> Exercise task 1: In the records below, reproduce verbatim every line from the one containing "Indicate each instance of the silver" up to and including the one containing "[(326, 208)]".

> Selected passage:
8.5 - Additive Effects

Example 8-3: Birth Weight and Smoking Section

Earlier in this lesson, we investigated a set of data in which the researchers (Daniel, 1999) were interested in determining whether a baby's birth weight was related to his or mother's smoking habits during pregnancy. The researchers collected the following data (Birth Smoker data) on a random sample of n = 32 births:

  • Response \(\left( y \right) \colon\) birth weight in grams of baby
  • Potential predictor \(\left( x_1 \right) \colon\) smoking status of mother (yes or no)
  • Potential predictor \(\left( x_2 \right) \colon\) length of gestation in weeks

For these data, we formulated the following first-order model:

\(y_i=\beta_0+\beta_1x_{i1}+\beta_2x_{i2}+\epsilon_i\)

where:

  • \(y_{i}\) is the birth weight of baby i in grams
  • \(x_{i1}\) is the length of gestation of baby i in weeks
  • \(x_{i2} = 1\), if baby i's mother smoked and \(x_{i2} = 0\), if not

and the independent error terms \(\epsilon_i\) follow a normal distribution with mean 0 and equal variance \(\sigma^{2}\).

> Exercise task 2: Continue the lesson on the birth weight and smoking regression model, starting right after its final sentence.

> Data provided:
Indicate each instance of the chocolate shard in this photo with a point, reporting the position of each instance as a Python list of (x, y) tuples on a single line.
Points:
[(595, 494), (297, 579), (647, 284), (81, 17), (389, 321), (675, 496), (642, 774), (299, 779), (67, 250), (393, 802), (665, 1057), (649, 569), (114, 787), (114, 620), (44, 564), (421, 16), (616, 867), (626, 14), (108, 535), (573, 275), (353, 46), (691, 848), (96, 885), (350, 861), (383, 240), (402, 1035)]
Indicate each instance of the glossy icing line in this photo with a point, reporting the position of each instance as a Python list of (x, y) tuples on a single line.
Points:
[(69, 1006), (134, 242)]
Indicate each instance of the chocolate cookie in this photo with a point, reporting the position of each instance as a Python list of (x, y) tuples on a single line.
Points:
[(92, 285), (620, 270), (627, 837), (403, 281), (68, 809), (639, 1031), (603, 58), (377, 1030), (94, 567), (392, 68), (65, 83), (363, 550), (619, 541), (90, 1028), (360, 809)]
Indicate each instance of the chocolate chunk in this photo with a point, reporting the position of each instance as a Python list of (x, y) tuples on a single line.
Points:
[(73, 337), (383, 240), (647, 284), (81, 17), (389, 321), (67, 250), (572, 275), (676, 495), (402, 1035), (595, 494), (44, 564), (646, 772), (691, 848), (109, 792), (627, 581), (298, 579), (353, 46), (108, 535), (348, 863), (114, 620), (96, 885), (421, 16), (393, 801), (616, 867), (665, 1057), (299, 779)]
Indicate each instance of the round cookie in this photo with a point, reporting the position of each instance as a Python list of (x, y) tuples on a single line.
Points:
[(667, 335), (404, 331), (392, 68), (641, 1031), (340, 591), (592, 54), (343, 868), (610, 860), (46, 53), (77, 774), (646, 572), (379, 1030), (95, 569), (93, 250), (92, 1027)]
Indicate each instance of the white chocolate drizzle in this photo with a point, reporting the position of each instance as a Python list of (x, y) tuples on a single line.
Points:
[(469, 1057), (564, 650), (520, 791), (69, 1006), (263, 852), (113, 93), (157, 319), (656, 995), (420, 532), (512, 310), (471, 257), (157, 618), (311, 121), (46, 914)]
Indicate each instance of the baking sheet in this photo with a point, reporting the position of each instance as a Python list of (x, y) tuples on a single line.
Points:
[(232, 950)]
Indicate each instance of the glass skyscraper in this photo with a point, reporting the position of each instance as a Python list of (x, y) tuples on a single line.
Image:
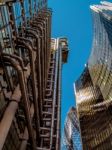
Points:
[(93, 89), (30, 77), (71, 139)]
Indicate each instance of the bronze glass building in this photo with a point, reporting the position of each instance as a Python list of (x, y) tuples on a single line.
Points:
[(93, 89), (30, 76), (71, 138)]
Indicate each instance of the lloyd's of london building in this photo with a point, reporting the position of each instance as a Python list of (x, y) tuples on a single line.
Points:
[(30, 77), (93, 89)]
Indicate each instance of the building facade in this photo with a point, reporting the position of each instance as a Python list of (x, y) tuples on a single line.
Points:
[(71, 138), (93, 89), (30, 77)]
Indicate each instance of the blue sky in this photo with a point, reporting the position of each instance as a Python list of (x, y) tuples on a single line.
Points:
[(73, 19)]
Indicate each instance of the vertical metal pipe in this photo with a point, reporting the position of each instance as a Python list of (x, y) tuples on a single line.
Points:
[(33, 69), (25, 99), (54, 96), (58, 136)]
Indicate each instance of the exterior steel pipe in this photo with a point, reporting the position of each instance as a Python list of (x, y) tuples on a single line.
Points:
[(24, 96), (40, 29), (59, 102), (54, 98), (8, 116), (34, 34), (26, 135), (32, 61)]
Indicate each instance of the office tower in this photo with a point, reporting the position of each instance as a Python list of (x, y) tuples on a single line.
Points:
[(30, 77), (71, 138), (93, 89)]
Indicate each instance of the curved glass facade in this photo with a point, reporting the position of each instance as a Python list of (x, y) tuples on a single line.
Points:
[(72, 139), (94, 87)]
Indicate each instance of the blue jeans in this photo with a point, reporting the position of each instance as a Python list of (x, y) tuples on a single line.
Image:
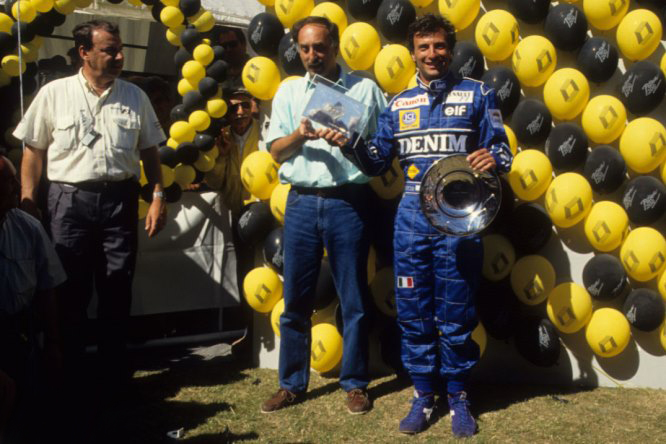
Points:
[(339, 225)]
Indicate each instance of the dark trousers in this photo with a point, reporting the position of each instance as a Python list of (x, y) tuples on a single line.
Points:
[(94, 230)]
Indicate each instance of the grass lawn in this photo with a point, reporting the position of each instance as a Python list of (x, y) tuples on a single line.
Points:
[(217, 401)]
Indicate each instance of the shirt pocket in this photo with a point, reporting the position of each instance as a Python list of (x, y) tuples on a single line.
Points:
[(124, 131), (65, 132)]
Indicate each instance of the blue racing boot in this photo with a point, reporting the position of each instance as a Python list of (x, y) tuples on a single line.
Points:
[(417, 419), (462, 421)]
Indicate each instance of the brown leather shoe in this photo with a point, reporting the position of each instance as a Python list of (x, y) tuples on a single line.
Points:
[(358, 401), (282, 398)]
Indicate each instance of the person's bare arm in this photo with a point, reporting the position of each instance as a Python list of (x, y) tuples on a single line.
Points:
[(156, 216), (32, 166)]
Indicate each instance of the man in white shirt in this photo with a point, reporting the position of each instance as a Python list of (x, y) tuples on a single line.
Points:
[(91, 130)]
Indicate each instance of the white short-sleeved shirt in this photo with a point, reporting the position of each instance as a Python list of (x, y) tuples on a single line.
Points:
[(61, 115), (28, 262)]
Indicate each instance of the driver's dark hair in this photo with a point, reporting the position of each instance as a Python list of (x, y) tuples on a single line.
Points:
[(332, 28), (430, 24)]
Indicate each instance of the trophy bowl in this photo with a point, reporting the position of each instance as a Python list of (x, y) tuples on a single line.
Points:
[(457, 200)]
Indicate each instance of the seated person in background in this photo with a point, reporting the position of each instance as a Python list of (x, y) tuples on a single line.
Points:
[(29, 270)]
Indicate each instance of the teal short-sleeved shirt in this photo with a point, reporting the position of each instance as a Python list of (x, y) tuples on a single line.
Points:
[(319, 164)]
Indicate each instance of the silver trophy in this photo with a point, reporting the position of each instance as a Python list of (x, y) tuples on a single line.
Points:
[(457, 200)]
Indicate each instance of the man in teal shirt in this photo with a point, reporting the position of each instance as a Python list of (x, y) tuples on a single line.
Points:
[(326, 208)]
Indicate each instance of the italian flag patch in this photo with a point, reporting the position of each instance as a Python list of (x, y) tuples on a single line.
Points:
[(405, 282)]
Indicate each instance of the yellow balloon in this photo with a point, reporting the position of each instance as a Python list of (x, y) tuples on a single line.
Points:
[(291, 11), (332, 12), (568, 199), (6, 23), (261, 77), (193, 71), (359, 45), (498, 257), (65, 6), (639, 34), (534, 60), (204, 163), (278, 201), (532, 279), (390, 184), (569, 307), (199, 119), (42, 5), (216, 108), (203, 54), (566, 93), (530, 175), (262, 288), (259, 174), (608, 332), (480, 337), (185, 86), (604, 14), (184, 175), (604, 119), (205, 22), (11, 65), (497, 34), (606, 226), (26, 9), (461, 13), (182, 131), (167, 175), (394, 68), (143, 209), (643, 253), (277, 311), (326, 348), (643, 144), (382, 289)]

> Written response 1:
Indicate each instance of the silver trophy in this photo with a point, reporting the position of each instance as a Python list of (x, y) tuples on a single line.
Points:
[(457, 200)]
Indicate each instance of the man in teal shirt in this photo with a point, reporting the position of each instance as a Python list of (x, y) tuples on a single line.
Points:
[(326, 208)]

> Written response 2:
Do you think the two predictors — the length of gestation and the smoking behavior of the mother — interact? That is, do you think the effect of the gestation length on mean birth weight depends on whether or not the mother is a smoker? Or, equivalently, do you think the effect of smoking on mean birth weight depends on the length of gestation?

We can take a look at the estimated regression equation to arrive at reasonable answers to these questions. Upon analyzing the sample of n = 32 births, Minitab reports that:

The regression equation is:

The regression equation is
Weight = -2390 + 143 Gest - 245 Smoking

And, a plot of the estimated regression equation looks like:

plot of the estimated regression function

The blue circles and line represent the data and estimated function for non-smoking mothers \(\left(x_2 = 0 \right)\), while the red circles and line represent the data and estimated function for smoking mothers \(\left(x_2 = 1 \right)\). Remember that the two lines in this plot are exactly parallel.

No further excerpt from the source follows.